▸ **SOURCE**
+ + + + + + +
The decision to scratch and retire I’ll Have Another with swelling in his left front leg on the day before the Belmont Stakes cost him a shot to become the 12th Triple Crown winner, but owner J. Paul Reddam still stands to make millions in stud fees. While the three-year-old colt would likely have commanded an even greater fee had he raced and won Saturday, most bloodstock agents and other experts expect him to garner $5 million to $10 million as a sire. Here’s a look at the post-Belmont careers – both on and off the track – of the 11 Triple Crown winners.

1. Sir Barton, 1919

One year after winning the Triple Crown and Horse of the Year honors, Sir Barton faced off against Man o’ War in a match race at Canada’s Kenilworth Park. Man o’ War, a legend in his own right, won by seven lengths and Sir Barton was retired to stud in Berryville, Va., shortly thereafter. After 11 mostly unimpressive years as a sire, Sir Barton’s owners turned him over to the U.S. Remount Service, which bred and supplied horses to the Army. Sir Barton’s stud fee dropped to around $10, and in 1933 the Army sold him to Dr. J.R. Hylton. Sir Barton died of colic at Dr. Hylton’s Wyoming ranch on October 30, 1937.

2. Gallant Fox, 1930

Gallant Fox raced six more times after winning the Triple Crown and scored wins in five of those races. He was retired to stud at Claiborne Farm in Kentucky at the end of the 1930 season and produced a three-year old champion in each of his first two crops as a sire. The first, Omaha, remains the only Triple Crown winner who was sired by a Triple Crown winner. Gallant Fox died on Nov. 13, 1954, one year after retiring from stud service. He was buried alongside Sir Gallahad III, who sired three Triple Crown champions, and Marguerite, his dam.

3. Omaha, 1935

Omaha was shipped to England on the RMS Aquitania in January 1936 and, according to newspaper accounts, “stood the sea trip very well.” Omaha made four starts across the pond, winning twice and placing twice. The son of Gallant Fox was retired to stud at Claiborne Farm in Kentucky, where he was a disappointment as a sire. The Jockey Club’s Breeding Bureau sent Omaha to a stud farm in New York in 1943. Seven years later, he was transferred to a farm in Nebraska, where he spent the final years of his life about 50 miles south of the city with which he shared a name.
+ + + + + + +
▸ **WHAT IS ASKED**
A. According to the Triple Crown article, which Triple Crown winner is the only one sired by a Triple Crown winner?
B. Please copy the Triple Crown article word for word, from "1. Sir Barton, 1919" up to and including "October 30, 1937.".
C. Write the next part of the Triple Crown article, picking up after its final sentence.

▸ **RECORDED DATA**
+ + + + + + +
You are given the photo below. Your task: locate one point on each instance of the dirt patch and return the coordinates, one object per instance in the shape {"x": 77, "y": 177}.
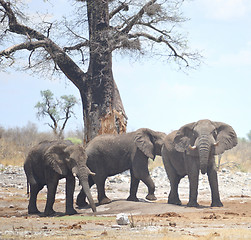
+ + + + + + +
▸ **TASK RESULTS**
A. Omaha

B.
1. Sir Barton, 1919

One year after winning the Triple Crown and Horse of the Year honors, Sir Barton faced off against Man o’ War in a match race at Canada’s Kenilworth Park. Man o’ War, a legend in his own right, won by seven lengths and Sir Barton was retired to stud in Berryville, Va., shortly thereafter. After 11 mostly unimpressive years as a sire, Sir Barton’s owners turned him over to the U.S. Remount Service, which bred and supplied horses to the Army. Sir Barton’s stud fee dropped to around $10, and in 1933 the Army sold him to Dr. J.R. Hylton. Sir Barton died of colic at Dr. Hylton’s Wyoming ranch on October 30, 1937.

C.
4. War Admiral, 1937

War Admiral continued his racing career after winning the Triple Crown and edging Seabiscuit for Horse of the Year honors in 1937. The two thoroughbred legends met for the only time on November 1, 1938, in the Pimlico Special match race in Baltimore, with Seabiscuit winning by four lengths. War Admiral retired to stud in July 1939 with earnings totaling $273,240 and 21 wins in 26 starts, and was the leading sire in North America in 1945. He died in 1959 at the age of 25.

5. Whirlaway, 1941

Whirlaway, who was also known as Mr. Longtail, was a must-see attraction after winning the Triple Crown. He ran an incredible 22 races in 1942 at racetracks across the country to help raise money for the War Emergency Relief Fund. A bowed tendon as a five-year old sent Whirlaway into retirement at Kentucky’s Calumet Farm in 1946. In 1950, he was leased to breeder Marcel Boussac, who moved the two-time Horse of the Year to his stud farm in France. Boussac purchased full ownership of Whirlaway in 1952, only to have the two-time Horse of the Year die of a heart attack the following year.

6. Count Fleet, 1943

Count Fleet scored an unprecedented quintuple triumph and was named the unanimous Horse of the Year in 1943. After winning the Wood Memorial, Kentucky Derby, Preakness and Withers, he captured the Belmont with a then-record 25-length victory. Count Fleet injured his ankle during the race, which led to an early end to a promising racing career. He sired one Kentucky Derby winner and two Belmont Stakes winners after retiring to stud and died on Dec. 3, 1973 at the age of 33.

7. Assault, 1946

Assault was retired to King Ranch in Texas in February 1948 after winning five of seven starts as a four-year-old. The 1946 Horse of the Year’s stud career was brief, as it was determined that he was sterile. Assault returned to the racing circuit and won three more races over the next three years before hanging up his saddle for good in 1950. He earned $672,470 in his career, with 18 wins in 42 starts. Assault died on Sept. 1, 1971 at the age of 28.

8. Citation, 1948

Citation developed arthritis in his fetlock joint toward the end of his Triple Crown-winning year and missed all of the 1949 season as a result. Still, trainer Jimmy Jones was determined to get him back out on the track. “We have a definite goal,” Jones said in 1950. “We want Citation to be the first horse to win a million dollars. When he does that, he’ll be retired to the stud.” Jones kept his promise. Citation eclipsed the $1 million mark at Hollywood Park in Inglewood, Calif., on July 14, 1951, and was immediately retired to Calumet Farm in Lexington, Ky. Citation died on August 8, 1970 at the age of 25.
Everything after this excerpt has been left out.